**SHORT PROBLEM:**
Can you render the records below as a two-column CSV, one row per record, with the columns named "record_text" and "answer"? Put each record's text and its answer in one quoted field each, replacing line breaks with spaces.

··· EXERCISE MATERIAL ···

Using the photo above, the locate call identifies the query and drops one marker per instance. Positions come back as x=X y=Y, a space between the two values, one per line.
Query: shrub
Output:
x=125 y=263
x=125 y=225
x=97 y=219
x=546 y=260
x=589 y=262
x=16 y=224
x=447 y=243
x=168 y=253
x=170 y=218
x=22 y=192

···

**CORRECT ANSWER:**
record_text,answer
"Using the photo above, the locate call identifies the query and drops one marker per instance. Positions come back as x=X y=Y, a space between the two values, one per line. Query: shrub Output:","x=125 y=263 x=125 y=225 x=97 y=219 x=546 y=260 x=589 y=262 x=16 y=224 x=447 y=243 x=168 y=253 x=170 y=218 x=22 y=192"